_DATA PROVIDED_
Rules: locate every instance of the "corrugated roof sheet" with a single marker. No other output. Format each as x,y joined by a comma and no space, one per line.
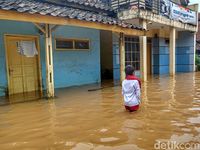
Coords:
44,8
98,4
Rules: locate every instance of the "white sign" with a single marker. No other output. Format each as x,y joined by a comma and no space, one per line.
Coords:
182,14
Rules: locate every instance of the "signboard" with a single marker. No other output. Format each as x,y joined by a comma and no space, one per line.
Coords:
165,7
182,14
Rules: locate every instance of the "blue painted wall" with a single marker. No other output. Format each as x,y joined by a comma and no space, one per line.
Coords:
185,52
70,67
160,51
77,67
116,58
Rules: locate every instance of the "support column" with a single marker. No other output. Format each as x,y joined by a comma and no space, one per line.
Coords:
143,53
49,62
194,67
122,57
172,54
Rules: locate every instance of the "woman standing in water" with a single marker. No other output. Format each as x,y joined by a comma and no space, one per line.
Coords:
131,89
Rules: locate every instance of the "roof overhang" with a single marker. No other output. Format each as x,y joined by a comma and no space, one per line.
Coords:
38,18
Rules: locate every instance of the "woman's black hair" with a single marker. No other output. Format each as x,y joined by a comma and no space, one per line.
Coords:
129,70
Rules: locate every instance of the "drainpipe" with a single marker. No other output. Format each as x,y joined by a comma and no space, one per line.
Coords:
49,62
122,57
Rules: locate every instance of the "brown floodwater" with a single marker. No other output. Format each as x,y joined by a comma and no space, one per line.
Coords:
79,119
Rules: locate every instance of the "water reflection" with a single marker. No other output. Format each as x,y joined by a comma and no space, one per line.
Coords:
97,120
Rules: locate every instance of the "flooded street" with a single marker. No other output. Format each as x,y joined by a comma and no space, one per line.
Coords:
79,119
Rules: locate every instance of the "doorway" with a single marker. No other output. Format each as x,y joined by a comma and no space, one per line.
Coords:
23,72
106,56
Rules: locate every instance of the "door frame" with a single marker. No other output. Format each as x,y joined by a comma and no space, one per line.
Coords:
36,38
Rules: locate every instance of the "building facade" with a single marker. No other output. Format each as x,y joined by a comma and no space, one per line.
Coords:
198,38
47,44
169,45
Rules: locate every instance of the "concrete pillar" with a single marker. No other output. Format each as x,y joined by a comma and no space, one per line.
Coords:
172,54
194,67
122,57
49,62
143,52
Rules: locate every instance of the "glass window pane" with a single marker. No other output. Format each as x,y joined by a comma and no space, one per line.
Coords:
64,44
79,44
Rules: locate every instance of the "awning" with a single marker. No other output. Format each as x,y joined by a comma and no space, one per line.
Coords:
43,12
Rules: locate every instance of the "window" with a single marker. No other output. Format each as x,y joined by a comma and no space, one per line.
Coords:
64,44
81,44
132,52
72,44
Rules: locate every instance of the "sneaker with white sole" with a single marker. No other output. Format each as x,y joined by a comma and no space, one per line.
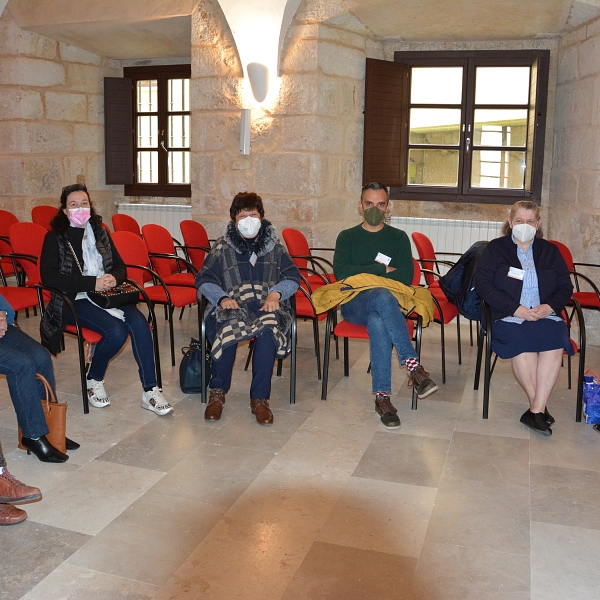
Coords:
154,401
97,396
==
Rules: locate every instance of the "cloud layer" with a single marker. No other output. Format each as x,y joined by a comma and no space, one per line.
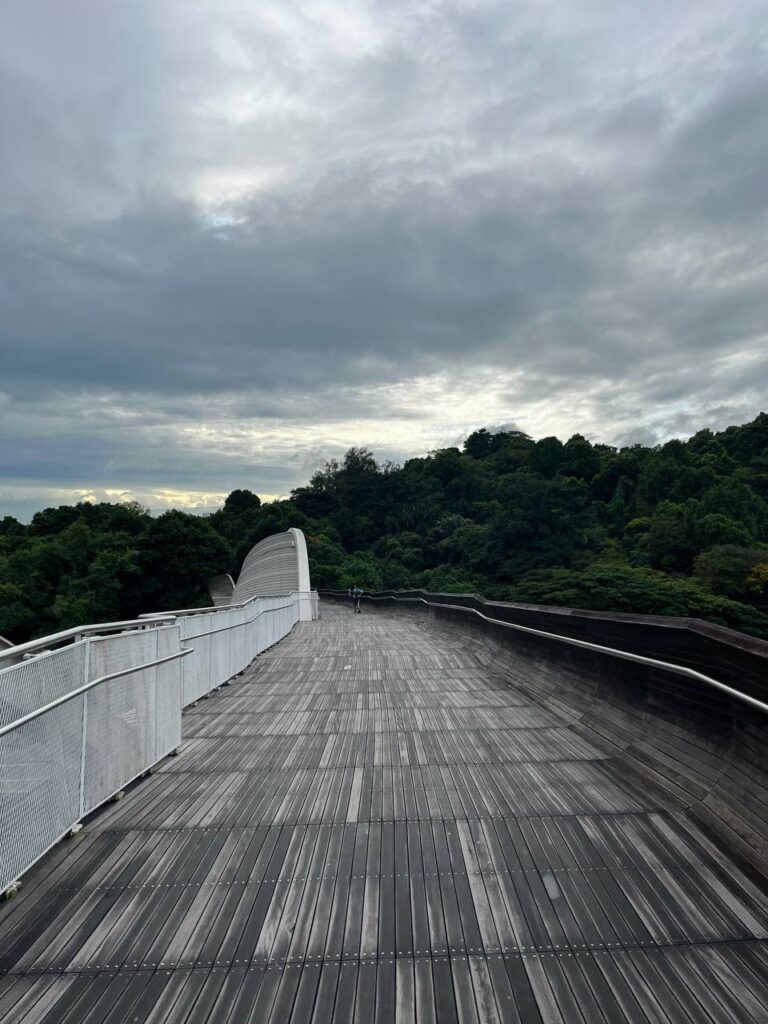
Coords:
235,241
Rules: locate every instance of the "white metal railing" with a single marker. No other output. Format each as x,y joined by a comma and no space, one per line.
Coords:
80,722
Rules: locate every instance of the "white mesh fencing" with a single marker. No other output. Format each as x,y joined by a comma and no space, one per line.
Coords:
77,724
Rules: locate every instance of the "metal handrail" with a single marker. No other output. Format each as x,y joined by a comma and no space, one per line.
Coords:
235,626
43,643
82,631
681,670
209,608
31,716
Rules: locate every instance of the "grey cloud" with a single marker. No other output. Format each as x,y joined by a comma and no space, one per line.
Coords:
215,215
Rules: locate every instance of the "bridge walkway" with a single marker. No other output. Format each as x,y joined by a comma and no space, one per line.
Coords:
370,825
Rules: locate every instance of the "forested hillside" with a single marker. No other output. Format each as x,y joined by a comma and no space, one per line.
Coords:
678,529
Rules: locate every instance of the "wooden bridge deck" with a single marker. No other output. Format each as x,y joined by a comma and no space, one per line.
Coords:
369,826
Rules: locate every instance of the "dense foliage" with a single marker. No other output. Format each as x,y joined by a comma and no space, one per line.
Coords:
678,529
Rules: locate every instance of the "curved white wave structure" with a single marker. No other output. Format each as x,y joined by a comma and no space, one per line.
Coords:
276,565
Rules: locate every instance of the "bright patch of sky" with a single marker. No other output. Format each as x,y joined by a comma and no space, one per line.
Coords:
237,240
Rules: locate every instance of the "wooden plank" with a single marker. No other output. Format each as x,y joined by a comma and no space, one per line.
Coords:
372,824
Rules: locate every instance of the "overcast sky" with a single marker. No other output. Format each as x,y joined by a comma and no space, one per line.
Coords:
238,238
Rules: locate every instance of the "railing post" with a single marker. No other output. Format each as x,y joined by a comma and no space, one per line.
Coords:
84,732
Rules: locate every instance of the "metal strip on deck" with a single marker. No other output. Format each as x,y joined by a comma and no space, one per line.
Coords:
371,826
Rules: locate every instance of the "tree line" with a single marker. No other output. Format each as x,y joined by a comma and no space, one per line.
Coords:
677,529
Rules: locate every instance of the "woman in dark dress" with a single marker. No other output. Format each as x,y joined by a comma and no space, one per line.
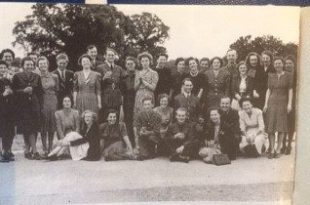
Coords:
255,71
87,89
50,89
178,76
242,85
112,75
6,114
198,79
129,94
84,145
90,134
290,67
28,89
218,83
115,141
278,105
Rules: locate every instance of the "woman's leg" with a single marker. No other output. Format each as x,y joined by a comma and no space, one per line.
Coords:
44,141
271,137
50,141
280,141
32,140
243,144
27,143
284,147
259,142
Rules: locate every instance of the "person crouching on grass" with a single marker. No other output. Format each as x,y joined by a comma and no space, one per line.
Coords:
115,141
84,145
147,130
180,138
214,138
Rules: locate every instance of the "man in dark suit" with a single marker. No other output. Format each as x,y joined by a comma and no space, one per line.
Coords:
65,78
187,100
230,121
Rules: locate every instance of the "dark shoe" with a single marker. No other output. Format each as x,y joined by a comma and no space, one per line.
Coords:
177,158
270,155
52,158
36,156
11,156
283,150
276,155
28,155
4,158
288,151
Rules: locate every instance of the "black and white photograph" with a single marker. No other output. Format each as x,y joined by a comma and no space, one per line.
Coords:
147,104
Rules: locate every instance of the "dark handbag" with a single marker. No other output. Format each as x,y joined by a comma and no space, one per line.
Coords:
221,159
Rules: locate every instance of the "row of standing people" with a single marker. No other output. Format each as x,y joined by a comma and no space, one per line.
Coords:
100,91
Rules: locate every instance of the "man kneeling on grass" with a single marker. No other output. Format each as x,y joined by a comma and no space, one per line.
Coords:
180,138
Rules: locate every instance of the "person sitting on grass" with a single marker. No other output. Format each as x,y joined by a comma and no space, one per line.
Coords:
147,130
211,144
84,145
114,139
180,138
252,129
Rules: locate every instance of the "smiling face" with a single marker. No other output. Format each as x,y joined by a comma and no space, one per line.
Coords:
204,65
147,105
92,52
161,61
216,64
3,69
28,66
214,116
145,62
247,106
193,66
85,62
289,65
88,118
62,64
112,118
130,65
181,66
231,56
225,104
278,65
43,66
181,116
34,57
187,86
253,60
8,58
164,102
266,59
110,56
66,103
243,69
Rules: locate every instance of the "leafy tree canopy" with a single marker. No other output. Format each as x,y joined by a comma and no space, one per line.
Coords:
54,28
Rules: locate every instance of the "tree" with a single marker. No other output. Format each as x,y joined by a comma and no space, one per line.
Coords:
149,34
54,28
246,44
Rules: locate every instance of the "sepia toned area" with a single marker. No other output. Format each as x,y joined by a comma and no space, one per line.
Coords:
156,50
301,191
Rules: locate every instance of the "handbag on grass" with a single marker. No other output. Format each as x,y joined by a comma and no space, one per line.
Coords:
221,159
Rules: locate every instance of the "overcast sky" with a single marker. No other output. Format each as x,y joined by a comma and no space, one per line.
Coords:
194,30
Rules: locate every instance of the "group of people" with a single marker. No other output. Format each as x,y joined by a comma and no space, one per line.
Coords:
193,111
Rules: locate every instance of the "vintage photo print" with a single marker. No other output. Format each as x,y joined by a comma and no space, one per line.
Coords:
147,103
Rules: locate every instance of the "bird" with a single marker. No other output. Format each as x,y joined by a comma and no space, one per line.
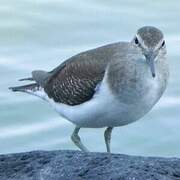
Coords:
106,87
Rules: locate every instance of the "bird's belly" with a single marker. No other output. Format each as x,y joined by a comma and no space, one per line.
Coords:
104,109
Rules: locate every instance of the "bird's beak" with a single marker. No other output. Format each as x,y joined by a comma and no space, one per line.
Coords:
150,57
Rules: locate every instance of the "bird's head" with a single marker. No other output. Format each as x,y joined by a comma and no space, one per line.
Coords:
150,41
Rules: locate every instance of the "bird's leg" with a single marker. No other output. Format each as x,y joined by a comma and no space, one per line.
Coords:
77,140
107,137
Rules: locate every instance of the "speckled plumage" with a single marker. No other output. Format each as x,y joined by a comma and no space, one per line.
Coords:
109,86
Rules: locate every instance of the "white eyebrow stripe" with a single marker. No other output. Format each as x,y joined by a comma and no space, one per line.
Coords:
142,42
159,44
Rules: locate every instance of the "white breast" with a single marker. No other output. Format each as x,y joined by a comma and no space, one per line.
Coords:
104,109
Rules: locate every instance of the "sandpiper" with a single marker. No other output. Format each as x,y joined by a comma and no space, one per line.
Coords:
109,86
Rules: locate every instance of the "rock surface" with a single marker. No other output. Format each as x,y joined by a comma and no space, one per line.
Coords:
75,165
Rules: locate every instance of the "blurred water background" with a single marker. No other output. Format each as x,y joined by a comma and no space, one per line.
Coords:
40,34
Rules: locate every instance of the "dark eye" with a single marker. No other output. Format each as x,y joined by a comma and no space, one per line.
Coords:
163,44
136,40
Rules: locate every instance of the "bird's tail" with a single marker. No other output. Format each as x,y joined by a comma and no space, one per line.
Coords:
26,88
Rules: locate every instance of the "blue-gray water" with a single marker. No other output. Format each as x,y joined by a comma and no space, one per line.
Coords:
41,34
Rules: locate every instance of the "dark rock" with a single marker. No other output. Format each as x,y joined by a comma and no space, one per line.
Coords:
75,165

_WHAT IS BEING ASKED_
Which lines in the data above hold the string "roof"? Return each of them.

_EXERCISE RESULT_
Rules: locate every instance of the "corrugated roof sheet" with a single marker. No other output. Format each as x,y joined by a comma and no space, one per line.
Rules: locate every instance of the "roof overhang" with a single marker. No other output. Format each as x,y joined by a comma and no space, one per line.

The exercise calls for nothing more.